*** Given records ***
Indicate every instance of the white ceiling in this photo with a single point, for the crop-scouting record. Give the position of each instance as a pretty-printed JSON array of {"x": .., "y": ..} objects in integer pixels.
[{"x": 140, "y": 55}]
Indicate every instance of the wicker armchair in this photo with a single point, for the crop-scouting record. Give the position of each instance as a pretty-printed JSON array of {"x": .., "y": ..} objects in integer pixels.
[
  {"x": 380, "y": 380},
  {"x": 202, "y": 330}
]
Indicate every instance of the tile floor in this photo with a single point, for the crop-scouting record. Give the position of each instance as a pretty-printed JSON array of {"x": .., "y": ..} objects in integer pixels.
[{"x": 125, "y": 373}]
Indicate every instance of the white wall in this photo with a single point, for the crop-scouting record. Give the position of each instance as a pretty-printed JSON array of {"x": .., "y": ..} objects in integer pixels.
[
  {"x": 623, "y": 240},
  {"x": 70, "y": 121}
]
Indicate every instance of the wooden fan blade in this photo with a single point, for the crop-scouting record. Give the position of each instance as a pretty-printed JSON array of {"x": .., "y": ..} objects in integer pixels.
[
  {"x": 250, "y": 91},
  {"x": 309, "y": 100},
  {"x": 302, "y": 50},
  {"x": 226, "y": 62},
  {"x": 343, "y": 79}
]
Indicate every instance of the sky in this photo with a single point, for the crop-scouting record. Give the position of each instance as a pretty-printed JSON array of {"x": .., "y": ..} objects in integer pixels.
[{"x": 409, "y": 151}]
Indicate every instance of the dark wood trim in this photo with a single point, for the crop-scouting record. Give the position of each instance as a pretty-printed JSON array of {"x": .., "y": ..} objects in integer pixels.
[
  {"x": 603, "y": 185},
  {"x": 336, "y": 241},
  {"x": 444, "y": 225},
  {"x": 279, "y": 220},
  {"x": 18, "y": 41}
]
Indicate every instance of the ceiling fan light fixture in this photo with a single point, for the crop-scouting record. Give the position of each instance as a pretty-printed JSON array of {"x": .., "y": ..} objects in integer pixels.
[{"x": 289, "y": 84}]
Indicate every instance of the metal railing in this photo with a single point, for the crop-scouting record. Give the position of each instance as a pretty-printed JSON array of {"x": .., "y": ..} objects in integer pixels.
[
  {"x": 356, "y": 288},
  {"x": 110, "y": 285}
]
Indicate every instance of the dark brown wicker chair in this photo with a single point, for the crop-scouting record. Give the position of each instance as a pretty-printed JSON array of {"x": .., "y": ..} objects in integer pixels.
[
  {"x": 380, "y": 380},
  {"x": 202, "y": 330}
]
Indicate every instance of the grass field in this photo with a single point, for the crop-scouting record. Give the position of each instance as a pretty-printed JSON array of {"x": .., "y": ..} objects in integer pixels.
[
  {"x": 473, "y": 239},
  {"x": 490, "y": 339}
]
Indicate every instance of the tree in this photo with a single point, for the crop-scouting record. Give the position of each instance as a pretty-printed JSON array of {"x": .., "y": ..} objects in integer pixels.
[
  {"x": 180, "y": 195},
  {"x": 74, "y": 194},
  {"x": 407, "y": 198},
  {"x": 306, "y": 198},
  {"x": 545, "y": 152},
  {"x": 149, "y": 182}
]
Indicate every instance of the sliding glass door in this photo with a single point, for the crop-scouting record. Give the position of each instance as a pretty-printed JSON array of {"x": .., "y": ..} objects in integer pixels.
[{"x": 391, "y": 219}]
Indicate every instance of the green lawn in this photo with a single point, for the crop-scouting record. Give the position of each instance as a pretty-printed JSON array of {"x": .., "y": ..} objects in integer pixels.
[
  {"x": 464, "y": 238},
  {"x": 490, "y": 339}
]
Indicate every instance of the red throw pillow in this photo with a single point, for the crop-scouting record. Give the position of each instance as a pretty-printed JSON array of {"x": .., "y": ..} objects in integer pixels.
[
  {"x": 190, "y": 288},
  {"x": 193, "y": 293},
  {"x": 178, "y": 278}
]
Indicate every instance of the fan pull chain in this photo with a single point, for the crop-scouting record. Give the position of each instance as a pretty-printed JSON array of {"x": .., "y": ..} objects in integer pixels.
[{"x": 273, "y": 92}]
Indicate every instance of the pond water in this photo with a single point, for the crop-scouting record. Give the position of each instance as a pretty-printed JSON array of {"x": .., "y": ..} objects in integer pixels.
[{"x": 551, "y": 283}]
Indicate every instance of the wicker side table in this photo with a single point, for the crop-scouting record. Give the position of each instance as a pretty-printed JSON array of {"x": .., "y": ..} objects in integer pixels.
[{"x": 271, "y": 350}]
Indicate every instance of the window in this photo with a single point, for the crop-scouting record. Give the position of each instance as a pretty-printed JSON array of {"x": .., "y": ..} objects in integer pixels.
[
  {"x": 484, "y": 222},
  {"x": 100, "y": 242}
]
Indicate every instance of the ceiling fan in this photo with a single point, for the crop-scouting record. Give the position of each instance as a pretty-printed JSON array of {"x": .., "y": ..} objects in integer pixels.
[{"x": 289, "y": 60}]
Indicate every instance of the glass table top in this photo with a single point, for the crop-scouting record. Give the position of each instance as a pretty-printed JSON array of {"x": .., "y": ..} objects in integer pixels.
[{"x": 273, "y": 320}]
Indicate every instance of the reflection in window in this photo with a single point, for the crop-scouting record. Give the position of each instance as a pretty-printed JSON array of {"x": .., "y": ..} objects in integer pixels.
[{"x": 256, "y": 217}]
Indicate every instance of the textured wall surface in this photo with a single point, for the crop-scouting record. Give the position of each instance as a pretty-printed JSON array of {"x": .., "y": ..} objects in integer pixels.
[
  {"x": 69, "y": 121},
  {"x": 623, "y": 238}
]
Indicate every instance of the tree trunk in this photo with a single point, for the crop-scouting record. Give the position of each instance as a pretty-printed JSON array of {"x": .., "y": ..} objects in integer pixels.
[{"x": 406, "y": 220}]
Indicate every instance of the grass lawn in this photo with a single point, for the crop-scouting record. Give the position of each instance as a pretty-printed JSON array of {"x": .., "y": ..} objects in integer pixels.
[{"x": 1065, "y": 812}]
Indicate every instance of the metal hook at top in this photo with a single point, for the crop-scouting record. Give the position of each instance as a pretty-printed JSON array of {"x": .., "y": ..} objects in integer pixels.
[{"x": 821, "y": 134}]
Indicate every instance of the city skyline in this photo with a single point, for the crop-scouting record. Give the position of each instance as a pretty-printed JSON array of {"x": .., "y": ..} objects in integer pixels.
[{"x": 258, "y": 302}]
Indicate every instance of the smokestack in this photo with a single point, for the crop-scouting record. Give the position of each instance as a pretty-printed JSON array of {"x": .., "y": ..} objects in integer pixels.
*** End of Given records ***
_Work task_:
Retype the data. Every line must match the original exactly.

_Exercise response_:
Indicate every instance of the white ceiling in this photo with a single point, for the crop-scouting record. Give the position of each instance as a pretty-printed JSON array of {"x": .., "y": ..} objects in integer pixels.
[{"x": 140, "y": 55}]
Indicate every instance of the wicker armchair in this photo with a single point, for the crop-scouting record. Give the position of each instance as a pretty-printed JSON array of {"x": .., "y": ..} objects in integer pixels.
[
  {"x": 380, "y": 380},
  {"x": 202, "y": 330}
]
Indicate every instance of the tile floor in this photo with a single point, for the crop-scouting record. Give the position of each instance as a pretty-printed JSON array of {"x": .., "y": ..} objects in integer pixels.
[{"x": 125, "y": 373}]
Indicate every instance of the white wall in this photo with a single point, for the crop-scouting record. Give the position of each instance as a pretty-printed JSON array of {"x": .., "y": ..} objects in integer pixels.
[
  {"x": 623, "y": 240},
  {"x": 70, "y": 121}
]
Indicate every instance of the wooden fan blade in this photo with a single point, for the crop-scouting record. Give the position of each instance as a pretty-printed JSON array of {"x": .., "y": ..} objects in integer pixels.
[
  {"x": 250, "y": 91},
  {"x": 309, "y": 100},
  {"x": 302, "y": 50},
  {"x": 226, "y": 62},
  {"x": 343, "y": 79}
]
Indicate every instance of the sky in this photo with a single point, for the crop-scouting record. Give the position of each instance as a pretty-printed JSON array of {"x": .., "y": ..} objects in integer pixels.
[{"x": 409, "y": 151}]
Indicate every instance of the dark wood trim in this photo with a single point, for the crop-scouting record. Give the position of each instance as a pretty-printed JSON array of {"x": .., "y": ..} objects in integer pixels.
[
  {"x": 603, "y": 185},
  {"x": 336, "y": 241},
  {"x": 444, "y": 225},
  {"x": 279, "y": 220},
  {"x": 18, "y": 41}
]
Indicate every instance of the ceiling fan light fixture in this photo with a single point, for the crop-scouting record. Give the position of each instance as a pretty-printed JSON array of {"x": .., "y": ..} objects in integer pixels.
[{"x": 289, "y": 84}]
Indicate every instance of the metal railing in this photo with a single point, for the crop-scouting record. Give the position of each instance as a pretty-printed JSON array of {"x": .., "y": ..} objects in integer pixels.
[
  {"x": 356, "y": 288},
  {"x": 110, "y": 285}
]
Indicate every instance of the dark brown wicker chair in this photo with a single point, for the crop-scouting record. Give the position of each instance as a pretty-printed JSON array of {"x": .., "y": ..} objects in integer pixels.
[
  {"x": 380, "y": 380},
  {"x": 202, "y": 330}
]
Indicate every instance of the grass field in this photo with a single point, for the crop-scouting record. Give the position of each instance as a pretty-printed JSON array of {"x": .., "y": ..} objects in integer pixels.
[
  {"x": 473, "y": 239},
  {"x": 490, "y": 339}
]
Indicate every instance of the tree in this photo with a single point, for the crop-scouting record. Give the position of each instance as a pretty-printed JSON array of {"x": .., "y": ..} objects in integer pixels.
[
  {"x": 180, "y": 195},
  {"x": 74, "y": 194},
  {"x": 407, "y": 198},
  {"x": 306, "y": 198},
  {"x": 545, "y": 152},
  {"x": 149, "y": 182}
]
Indicate every instance of the sliding glass door in this photo with a single point, for the crop-scouting record. Give the position of each instance as a pretty-printed JSON array of {"x": .., "y": ..} objects in integer pixels.
[{"x": 391, "y": 219}]
Indicate every instance of the green lawn in this photo with a single point, for the crop-scouting record. Give the position of each instance as a pretty-printed JSON array of {"x": .., "y": ..} objects in integer pixels.
[
  {"x": 464, "y": 238},
  {"x": 490, "y": 339}
]
Indicate every instance of the red throw pillow in this photo with a single point, for the crop-scouting record. Give the position of each instance as a pretty-printed JSON array of {"x": .., "y": ..} objects in integer pixels.
[
  {"x": 190, "y": 288},
  {"x": 193, "y": 293},
  {"x": 178, "y": 278}
]
Indicate every instance of the fan pull chain in this photo with a single point, for the crop-scouting record. Give the position of each instance as a pretty-printed JSON array of {"x": .., "y": ..} objects in integer pixels.
[{"x": 273, "y": 92}]
Indicate every instance of the pond water in this photo with a single point, for the crop-scouting record. Give the position of each instance as a pretty-printed JSON array of {"x": .., "y": ..} objects in integer pixels.
[{"x": 551, "y": 283}]
Indicate every instance of the wicker side table in this photo with a single point, for the crop-scouting record. Give the position of each instance as a pretty-printed JSON array of {"x": .., "y": ..} objects in integer pixels.
[{"x": 271, "y": 350}]
Indicate every instance of the window in this photo with a single point, for the crop-scouting record. Give the position of each instance as a pretty-printed JSON array of {"x": .., "y": ..} objects in integer pixels.
[
  {"x": 484, "y": 222},
  {"x": 100, "y": 242}
]
Indicate every instance of the ceiling fan in this photo with a single point, for the crop-scouting record. Give the position of each instance as a pretty-printed JSON array of {"x": .., "y": ..} objects in integer pixels.
[{"x": 289, "y": 60}]
Indicate every instance of the glass table top in this photo with a single point, for the crop-scouting record. Give the position of each instance as a pretty-printed JSON array of {"x": .., "y": ..} objects in integer pixels.
[{"x": 273, "y": 320}]
Indicate every instance of the reflection in window in this photo with a single point, for the crop-scouting record. Give the position of each instance as a pretty-printed JSON array of {"x": .., "y": ..} objects in integer pixels.
[{"x": 256, "y": 217}]
Indicate every instance of the textured wall surface in this photo with a single point, for the crop-scouting record. Give the position of each instance as a pretty-printed JSON array of {"x": .., "y": ..} objects in integer pixels.
[
  {"x": 69, "y": 121},
  {"x": 623, "y": 238}
]
Indicate every instance of the tree trunk in this photo with a single point, for the crop-scouting record. Give the position of each instance as a pretty-printed JSON array of {"x": .., "y": ..} objects in integer pixels.
[{"x": 406, "y": 220}]
Indicate every instance of the grass lawn in this photo with a single point, for the crop-scouting record. Give the position of each instance as a pretty-printed JSON array of {"x": .., "y": ..} objects in integer pixels.
[{"x": 1065, "y": 812}]
Indicate every instance of the metal hook at top in this photo with a single point, for the crop-scouting record. Give the position of each instance as a pretty-printed JSON array of {"x": .., "y": ..} objects in integer pixels.
[{"x": 821, "y": 134}]
Indicate every instance of the city skyline in this photo with a single point, for the crop-scouting record. Give the position of each instance as a pretty-printed JSON array of {"x": .., "y": ..} objects in integer pixels.
[{"x": 258, "y": 302}]
Indicate every instance of the smokestack in this photo with a single point, for the crop-scouting record. Give the position of each instance as a pretty-printed JSON array of {"x": .., "y": ..} objects in integer pixels.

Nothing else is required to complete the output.